(Stated task):
Every line in the listing is to be echoed verbatim.

(Rows from a pointing dataset):

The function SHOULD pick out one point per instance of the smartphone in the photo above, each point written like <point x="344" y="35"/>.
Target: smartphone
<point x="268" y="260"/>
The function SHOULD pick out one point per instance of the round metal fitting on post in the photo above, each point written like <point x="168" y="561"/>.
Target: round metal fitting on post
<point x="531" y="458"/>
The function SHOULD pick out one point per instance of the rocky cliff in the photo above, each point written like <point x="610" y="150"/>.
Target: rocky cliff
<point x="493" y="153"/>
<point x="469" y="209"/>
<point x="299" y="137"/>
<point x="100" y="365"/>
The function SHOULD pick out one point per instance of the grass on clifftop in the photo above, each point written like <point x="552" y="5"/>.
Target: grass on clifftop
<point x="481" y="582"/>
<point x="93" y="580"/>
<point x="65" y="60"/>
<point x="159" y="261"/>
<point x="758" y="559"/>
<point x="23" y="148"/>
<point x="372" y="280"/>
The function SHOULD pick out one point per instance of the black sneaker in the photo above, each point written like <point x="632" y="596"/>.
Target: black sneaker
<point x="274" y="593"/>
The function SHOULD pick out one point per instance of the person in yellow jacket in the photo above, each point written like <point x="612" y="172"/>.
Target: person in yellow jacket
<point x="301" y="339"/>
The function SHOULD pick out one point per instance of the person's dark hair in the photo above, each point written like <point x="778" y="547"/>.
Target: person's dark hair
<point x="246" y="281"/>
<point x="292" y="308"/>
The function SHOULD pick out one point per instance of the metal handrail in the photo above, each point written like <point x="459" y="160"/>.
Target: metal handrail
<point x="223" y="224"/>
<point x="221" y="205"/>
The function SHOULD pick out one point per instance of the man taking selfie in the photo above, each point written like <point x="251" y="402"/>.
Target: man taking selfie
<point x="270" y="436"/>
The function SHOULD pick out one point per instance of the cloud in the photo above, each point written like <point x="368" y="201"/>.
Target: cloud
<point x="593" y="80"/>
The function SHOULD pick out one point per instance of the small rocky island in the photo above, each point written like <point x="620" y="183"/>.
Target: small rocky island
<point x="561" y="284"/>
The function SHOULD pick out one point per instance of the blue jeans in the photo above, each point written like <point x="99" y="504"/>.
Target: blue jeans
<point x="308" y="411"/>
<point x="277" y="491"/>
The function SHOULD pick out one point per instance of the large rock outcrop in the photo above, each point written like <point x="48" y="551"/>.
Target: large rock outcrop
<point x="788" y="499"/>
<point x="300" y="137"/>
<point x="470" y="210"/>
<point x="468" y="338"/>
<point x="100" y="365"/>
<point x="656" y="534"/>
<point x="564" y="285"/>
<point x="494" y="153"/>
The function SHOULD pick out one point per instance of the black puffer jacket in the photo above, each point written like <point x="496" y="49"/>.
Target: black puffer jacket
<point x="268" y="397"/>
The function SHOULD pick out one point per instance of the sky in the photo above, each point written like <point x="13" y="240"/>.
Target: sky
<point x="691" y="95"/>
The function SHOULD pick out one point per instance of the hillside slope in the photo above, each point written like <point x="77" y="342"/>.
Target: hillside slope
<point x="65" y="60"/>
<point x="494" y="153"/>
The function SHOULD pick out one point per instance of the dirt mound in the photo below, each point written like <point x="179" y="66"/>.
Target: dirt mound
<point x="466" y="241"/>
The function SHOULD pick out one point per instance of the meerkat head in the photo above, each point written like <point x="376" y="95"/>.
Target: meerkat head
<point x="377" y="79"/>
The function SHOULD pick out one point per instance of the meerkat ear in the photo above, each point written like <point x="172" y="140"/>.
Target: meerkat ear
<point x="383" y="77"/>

(The result):
The function SHOULD pick out one point per instance of the smartphone in the photo above, each point written like <point x="344" y="35"/>.
Target: smartphone
<point x="268" y="260"/>
The function SHOULD pick out one point per instance of the round metal fitting on post in the photo above, each point written like <point x="168" y="561"/>.
Target: round metal fitting on post
<point x="531" y="458"/>
The function SHOULD pick out one point per instance of the rocky cliff in the photo above, each point written like <point x="610" y="150"/>.
Target: rocky cliff
<point x="493" y="153"/>
<point x="469" y="209"/>
<point x="299" y="137"/>
<point x="100" y="365"/>
The function SHOULD pick out one point per instance of the grass on clifftop in the photo above, each point written like <point x="552" y="5"/>.
Target: grass on clifftop
<point x="481" y="582"/>
<point x="93" y="580"/>
<point x="65" y="60"/>
<point x="159" y="261"/>
<point x="758" y="559"/>
<point x="23" y="148"/>
<point x="372" y="280"/>
The function SHOULD pick out one point per instance of the black sneaker in the photo above, each point written like <point x="632" y="596"/>.
Target: black sneaker
<point x="274" y="593"/>
The function SHOULD pick out one point per instance of the person in yellow jacket in the photo above, each point written like <point x="612" y="172"/>.
Target: person in yellow jacket
<point x="301" y="339"/>
The function SHOULD pick out one point per instance of the person's dark hair in the photo above, each point written like <point x="778" y="547"/>.
Target: person's dark hair
<point x="246" y="281"/>
<point x="292" y="308"/>
The function SHOULD pick out one point per instance of the metal handrail in the photo above, each point written like <point x="459" y="160"/>.
Target: metal handrail
<point x="223" y="224"/>
<point x="221" y="205"/>
The function SHOULD pick out one point per instance of the man taking selfie in the photo above, each point written like <point x="251" y="402"/>.
Target: man taking selfie
<point x="270" y="436"/>
The function SHOULD pick out one point per instance of the cloud in the photo above, each point written like <point x="368" y="201"/>.
Target: cloud
<point x="593" y="80"/>
The function SHOULD pick out one point per instance of the small rocky island in the photo above, each point written like <point x="620" y="183"/>.
Target: small rocky island
<point x="561" y="284"/>
The function SHOULD pick out one point per instance of the blue jeans in the photo above, each point written like <point x="99" y="504"/>.
Target: blue jeans
<point x="308" y="411"/>
<point x="277" y="491"/>
The function SHOULD pick out one point per instance of the large rock outcrop in the photo above, each point written like <point x="48" y="551"/>.
Target: large rock outcrop
<point x="788" y="499"/>
<point x="300" y="137"/>
<point x="470" y="210"/>
<point x="468" y="338"/>
<point x="100" y="365"/>
<point x="656" y="534"/>
<point x="564" y="285"/>
<point x="494" y="153"/>
The function SHOULD pick out one point per instance of the black puffer jacket in the photo above, each point written like <point x="496" y="49"/>.
Target: black puffer jacket
<point x="268" y="397"/>
The function SHOULD pick out one point per instance of the sky in the photo above, each point written like <point x="13" y="240"/>.
Target: sky
<point x="691" y="95"/>
The function SHOULD pick out one point per instance of the hillside slope in the photo above, each point written like <point x="77" y="342"/>.
Target: hillside slope
<point x="65" y="60"/>
<point x="494" y="153"/>
The function SHOULD pick out one point per instance of the dirt mound in the photo below, each point written like <point x="179" y="66"/>.
Target: dirt mound
<point x="466" y="241"/>
The function SHOULD pick out one point per instance of the meerkat head in the photo above, each point written like <point x="376" y="95"/>.
Target: meerkat head
<point x="377" y="79"/>
The function SHOULD pick out one point per instance of the meerkat ear in the photo above, each point written like <point x="172" y="140"/>.
Target: meerkat ear
<point x="383" y="77"/>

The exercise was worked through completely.